DATA UNDER STUDY ▸
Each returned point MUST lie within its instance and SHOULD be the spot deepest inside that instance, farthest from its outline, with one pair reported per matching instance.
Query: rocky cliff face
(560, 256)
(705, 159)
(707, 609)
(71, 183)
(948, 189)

PROBLEM REQUIREMENTS ▸
Output the full listing exactly as given.

WRITTEN SOLUTION ▸
Each returned point MUST lie within its instance and SHOULD be the spot deepest inside that instance, farthest from its outline, with one pair reported per matching instance.
Query: rocky cliff face
(560, 256)
(705, 159)
(707, 609)
(71, 183)
(948, 189)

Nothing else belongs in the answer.